Entries from a point annotation set:
>>

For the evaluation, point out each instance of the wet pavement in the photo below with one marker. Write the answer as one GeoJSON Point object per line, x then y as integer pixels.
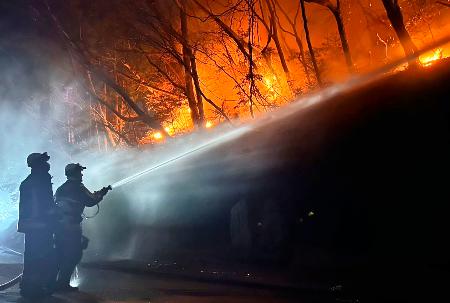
{"type": "Point", "coordinates": [100, 285]}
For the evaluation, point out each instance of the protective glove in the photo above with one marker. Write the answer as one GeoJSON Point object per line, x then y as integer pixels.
{"type": "Point", "coordinates": [105, 190]}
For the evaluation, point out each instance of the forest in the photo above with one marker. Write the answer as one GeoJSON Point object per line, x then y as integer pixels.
{"type": "Point", "coordinates": [141, 72]}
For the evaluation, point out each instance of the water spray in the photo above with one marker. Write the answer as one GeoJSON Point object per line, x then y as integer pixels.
{"type": "Point", "coordinates": [224, 138]}
{"type": "Point", "coordinates": [305, 102]}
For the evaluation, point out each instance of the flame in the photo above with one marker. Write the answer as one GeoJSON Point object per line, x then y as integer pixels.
{"type": "Point", "coordinates": [157, 136]}
{"type": "Point", "coordinates": [427, 60]}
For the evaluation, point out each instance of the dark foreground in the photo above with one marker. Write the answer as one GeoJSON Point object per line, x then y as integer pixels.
{"type": "Point", "coordinates": [112, 286]}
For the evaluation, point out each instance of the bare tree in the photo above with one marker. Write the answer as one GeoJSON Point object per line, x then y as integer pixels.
{"type": "Point", "coordinates": [395, 15]}
{"type": "Point", "coordinates": [336, 11]}
{"type": "Point", "coordinates": [308, 41]}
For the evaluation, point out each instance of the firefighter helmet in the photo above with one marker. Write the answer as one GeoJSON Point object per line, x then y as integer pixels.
{"type": "Point", "coordinates": [37, 158]}
{"type": "Point", "coordinates": [73, 169]}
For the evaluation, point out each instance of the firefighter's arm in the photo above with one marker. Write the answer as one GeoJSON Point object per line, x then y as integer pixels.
{"type": "Point", "coordinates": [92, 199]}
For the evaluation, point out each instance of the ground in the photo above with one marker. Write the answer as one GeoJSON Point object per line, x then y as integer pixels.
{"type": "Point", "coordinates": [112, 286]}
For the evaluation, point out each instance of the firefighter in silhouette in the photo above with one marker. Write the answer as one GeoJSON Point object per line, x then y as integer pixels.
{"type": "Point", "coordinates": [37, 218]}
{"type": "Point", "coordinates": [71, 198]}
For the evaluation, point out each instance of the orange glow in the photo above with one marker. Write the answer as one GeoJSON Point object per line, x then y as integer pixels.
{"type": "Point", "coordinates": [429, 59]}
{"type": "Point", "coordinates": [157, 136]}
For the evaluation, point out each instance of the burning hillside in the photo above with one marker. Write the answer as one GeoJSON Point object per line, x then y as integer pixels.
{"type": "Point", "coordinates": [149, 70]}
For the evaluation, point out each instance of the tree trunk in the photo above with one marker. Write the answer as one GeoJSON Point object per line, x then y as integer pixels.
{"type": "Point", "coordinates": [276, 39]}
{"type": "Point", "coordinates": [394, 14]}
{"type": "Point", "coordinates": [344, 42]}
{"type": "Point", "coordinates": [308, 40]}
{"type": "Point", "coordinates": [189, 88]}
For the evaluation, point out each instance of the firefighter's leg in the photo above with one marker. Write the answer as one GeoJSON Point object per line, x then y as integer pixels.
{"type": "Point", "coordinates": [70, 253]}
{"type": "Point", "coordinates": [37, 256]}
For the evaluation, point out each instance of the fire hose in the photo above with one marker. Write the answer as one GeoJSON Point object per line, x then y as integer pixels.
{"type": "Point", "coordinates": [15, 280]}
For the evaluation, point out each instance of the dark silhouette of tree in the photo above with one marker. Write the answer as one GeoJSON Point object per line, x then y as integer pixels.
{"type": "Point", "coordinates": [395, 16]}
{"type": "Point", "coordinates": [336, 11]}
{"type": "Point", "coordinates": [308, 41]}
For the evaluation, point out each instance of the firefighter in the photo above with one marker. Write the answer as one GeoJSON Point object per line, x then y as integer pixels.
{"type": "Point", "coordinates": [71, 198]}
{"type": "Point", "coordinates": [37, 218]}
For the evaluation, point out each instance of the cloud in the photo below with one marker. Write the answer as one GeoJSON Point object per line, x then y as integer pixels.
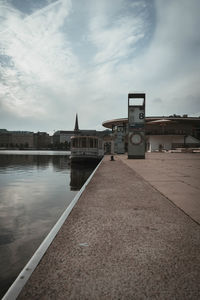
{"type": "Point", "coordinates": [69, 57]}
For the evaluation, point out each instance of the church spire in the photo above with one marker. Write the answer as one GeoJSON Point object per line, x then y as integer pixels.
{"type": "Point", "coordinates": [76, 128]}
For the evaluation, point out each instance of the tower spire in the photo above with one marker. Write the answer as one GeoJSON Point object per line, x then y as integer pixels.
{"type": "Point", "coordinates": [76, 128]}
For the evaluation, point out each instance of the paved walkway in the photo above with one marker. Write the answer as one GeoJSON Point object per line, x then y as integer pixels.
{"type": "Point", "coordinates": [175, 175]}
{"type": "Point", "coordinates": [123, 240]}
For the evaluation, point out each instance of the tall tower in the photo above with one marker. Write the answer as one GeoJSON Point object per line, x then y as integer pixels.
{"type": "Point", "coordinates": [136, 125]}
{"type": "Point", "coordinates": [76, 128]}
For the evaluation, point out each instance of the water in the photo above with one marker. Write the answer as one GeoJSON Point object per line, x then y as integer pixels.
{"type": "Point", "coordinates": [35, 188]}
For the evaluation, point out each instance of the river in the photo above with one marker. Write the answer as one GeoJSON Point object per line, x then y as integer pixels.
{"type": "Point", "coordinates": [35, 188]}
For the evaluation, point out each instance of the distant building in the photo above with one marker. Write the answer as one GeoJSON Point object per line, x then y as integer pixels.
{"type": "Point", "coordinates": [162, 133]}
{"type": "Point", "coordinates": [16, 139]}
{"type": "Point", "coordinates": [42, 140]}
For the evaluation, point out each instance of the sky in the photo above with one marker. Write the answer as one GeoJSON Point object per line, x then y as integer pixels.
{"type": "Point", "coordinates": [62, 57]}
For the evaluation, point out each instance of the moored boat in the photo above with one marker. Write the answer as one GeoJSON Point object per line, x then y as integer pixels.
{"type": "Point", "coordinates": [86, 149]}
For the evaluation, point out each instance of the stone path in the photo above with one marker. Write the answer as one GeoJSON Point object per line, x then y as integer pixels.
{"type": "Point", "coordinates": [123, 240]}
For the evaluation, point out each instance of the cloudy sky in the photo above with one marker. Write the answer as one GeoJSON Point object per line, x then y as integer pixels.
{"type": "Point", "coordinates": [62, 57]}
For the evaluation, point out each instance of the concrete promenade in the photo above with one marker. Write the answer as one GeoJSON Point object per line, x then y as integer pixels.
{"type": "Point", "coordinates": [125, 238]}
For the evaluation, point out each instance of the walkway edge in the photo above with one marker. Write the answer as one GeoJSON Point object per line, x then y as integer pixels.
{"type": "Point", "coordinates": [25, 274]}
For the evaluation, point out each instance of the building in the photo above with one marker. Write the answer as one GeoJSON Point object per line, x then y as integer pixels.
{"type": "Point", "coordinates": [42, 140]}
{"type": "Point", "coordinates": [162, 133]}
{"type": "Point", "coordinates": [16, 139]}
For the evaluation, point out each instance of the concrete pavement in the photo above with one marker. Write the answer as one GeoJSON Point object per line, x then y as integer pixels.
{"type": "Point", "coordinates": [175, 175]}
{"type": "Point", "coordinates": [123, 240]}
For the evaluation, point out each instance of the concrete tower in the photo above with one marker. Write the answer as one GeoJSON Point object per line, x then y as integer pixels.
{"type": "Point", "coordinates": [76, 128]}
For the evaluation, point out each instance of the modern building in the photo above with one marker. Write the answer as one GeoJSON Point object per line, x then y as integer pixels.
{"type": "Point", "coordinates": [162, 133]}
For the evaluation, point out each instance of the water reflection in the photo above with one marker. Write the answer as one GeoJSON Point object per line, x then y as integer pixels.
{"type": "Point", "coordinates": [34, 192]}
{"type": "Point", "coordinates": [79, 174]}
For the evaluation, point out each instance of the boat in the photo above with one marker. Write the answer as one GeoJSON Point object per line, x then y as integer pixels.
{"type": "Point", "coordinates": [86, 149]}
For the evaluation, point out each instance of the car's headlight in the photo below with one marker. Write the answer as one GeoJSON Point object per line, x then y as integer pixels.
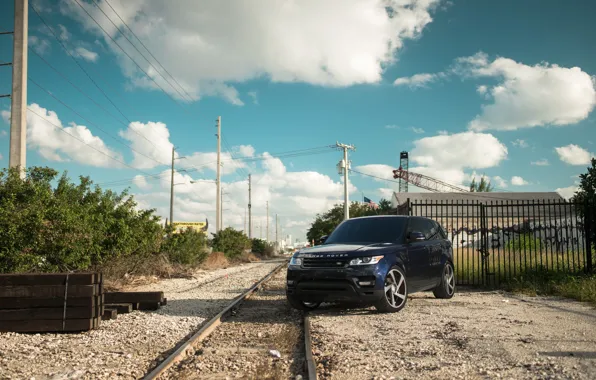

<<

Show each line of the records above that contains the string "tower", copied in full.

TASK SOLUTION:
For the evaluation, point out each instance of the tower spire in the photo above with one marker. Write the answer as one GeoJSON Point object per line, x then y as integer pixels.
For the evaluation, point out each instance of the tall tower in the photo above with one marker. Write the answer as one GeoJSON Point object per line, x then y as integer pixels.
For the evaluation, point out each instance of the concrete tower in the photo above with one marker. Write the answer as one GeoJSON Point object per line, x then y as integer pixels.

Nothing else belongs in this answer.